→ **SOURCE PASSAGE**:
++++++++

Space and the Great Wall of China

Published March 16, 2004

SINGAPORE: Now you see the Great Wall of China. Now you don't. Or perhaps the landscape is to blame. Or else someone is lying. Whatever the answer, the visibility - or lack thereof - of the thousands-of-miles-long monument from space is threatening to become an international incident after the last person to walk on the moon has reportedly insisted the structure is visible to the naked eye.

This contradicts China's first astronaut, Yang Liwei, who last week was quoted as saying the complete opposite - prompting the education ministry to order the rewriting of elementary school textbooks.

Gene Cernan, who turned 70 on Sunday, allegedly told Singapore's Straits Times in an interview published on Sunday: "At Earth orbit of 160km to 320km high, the Great Wall of China is indeed visible to the naked eye."

Mr Cernan, who has logged more than 556 hours in space, claimed it is all a matter of knowing where to look. "If you know where to look and you look hard enough, you can also see the Astrodome in Houston, Texas, where I live," the report quoted him as saying.

On Friday the Beijing Times said that Colonel Yang, who spent 21.5 hours in space last year, said he could not see the wall, which is only a few metres wide.

It quoted an education ministry official as saying the publisher of the textbook that includes the "falsehood" had been told to stop printing the essay in question. "Having this falsehood printed in our elementary school textbooks is probably the main cause of the misconception being so widely spread," the paper said.

The US officially appears to side with the Chinese. Janice Voss, who flew on the space shuttle last year, says on the website of the government's space agency, Nasa: "You can't see it with the naked eye in any way. But ... with a 200-millimetre lens on a camera you can pick it out." -Dawn/The Guardian News Service.

++++++++

→ **INSTRUCTIONS**:
A) Render this sentence from the Great Wall article in Spanish: "The US officially appears to side with the Chinese."
B) According to the Great Wall article, how long did Colonel Yang spend in space last year?
C) Output the stretch of the Great Wall article from "This contradicts China's" through "him as saying.", word for word.
The records were taken from a separate source and are unrelated to the Great Wall article.

++++++++

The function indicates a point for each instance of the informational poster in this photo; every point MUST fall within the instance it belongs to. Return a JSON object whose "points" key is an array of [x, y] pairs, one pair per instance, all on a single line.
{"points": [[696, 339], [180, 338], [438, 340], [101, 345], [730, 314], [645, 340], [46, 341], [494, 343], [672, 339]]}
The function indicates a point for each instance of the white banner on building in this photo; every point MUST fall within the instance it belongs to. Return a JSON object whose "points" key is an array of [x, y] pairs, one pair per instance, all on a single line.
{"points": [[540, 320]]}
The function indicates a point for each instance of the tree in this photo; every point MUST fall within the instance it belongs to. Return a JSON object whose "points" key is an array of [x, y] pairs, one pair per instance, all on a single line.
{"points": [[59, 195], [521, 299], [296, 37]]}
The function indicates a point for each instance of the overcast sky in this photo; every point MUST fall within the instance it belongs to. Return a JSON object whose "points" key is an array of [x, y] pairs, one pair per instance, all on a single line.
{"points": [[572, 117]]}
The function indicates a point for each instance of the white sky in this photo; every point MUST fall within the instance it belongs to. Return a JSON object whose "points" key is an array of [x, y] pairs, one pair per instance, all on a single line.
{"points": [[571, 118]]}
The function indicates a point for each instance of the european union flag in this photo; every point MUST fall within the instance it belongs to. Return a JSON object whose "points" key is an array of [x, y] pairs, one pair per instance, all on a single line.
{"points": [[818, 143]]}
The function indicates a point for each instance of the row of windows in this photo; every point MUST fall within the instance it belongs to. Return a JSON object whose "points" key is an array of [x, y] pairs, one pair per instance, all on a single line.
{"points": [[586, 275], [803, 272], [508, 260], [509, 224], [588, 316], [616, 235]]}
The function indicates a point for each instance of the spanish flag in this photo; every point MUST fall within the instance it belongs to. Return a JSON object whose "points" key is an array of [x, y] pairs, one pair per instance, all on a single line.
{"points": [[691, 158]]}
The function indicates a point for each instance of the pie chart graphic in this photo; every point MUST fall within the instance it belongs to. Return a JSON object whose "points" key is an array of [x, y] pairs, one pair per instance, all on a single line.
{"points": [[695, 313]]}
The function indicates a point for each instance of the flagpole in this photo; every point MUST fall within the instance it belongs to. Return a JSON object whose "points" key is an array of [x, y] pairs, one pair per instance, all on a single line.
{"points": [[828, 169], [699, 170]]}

++++++++

→ **SOLUTIONS TO THE PROBLEMS**:
A) Oficialmente, Estados Unidos parece ponerse del lado de los chinos.

B) 21.5 hours.

C)
This contradicts China's first astronaut, Yang Liwei, who last week was quoted as saying the complete opposite - prompting the education ministry to order the rewriting of elementary school textbooks.

Gene Cernan, who turned 70 on Sunday, allegedly told Singapore's Straits Times in an interview published on Sunday: "At Earth orbit of 160km to 320km high, the Great Wall of China is indeed visible to the naked eye."

Mr Cernan, who has logged more than 556 hours in space, claimed it is all a matter of knowing where to look. "If you know where to look and you look hard enough, you can also see the Astrodome in Houston, Texas, where I live," the report quoted him as saying.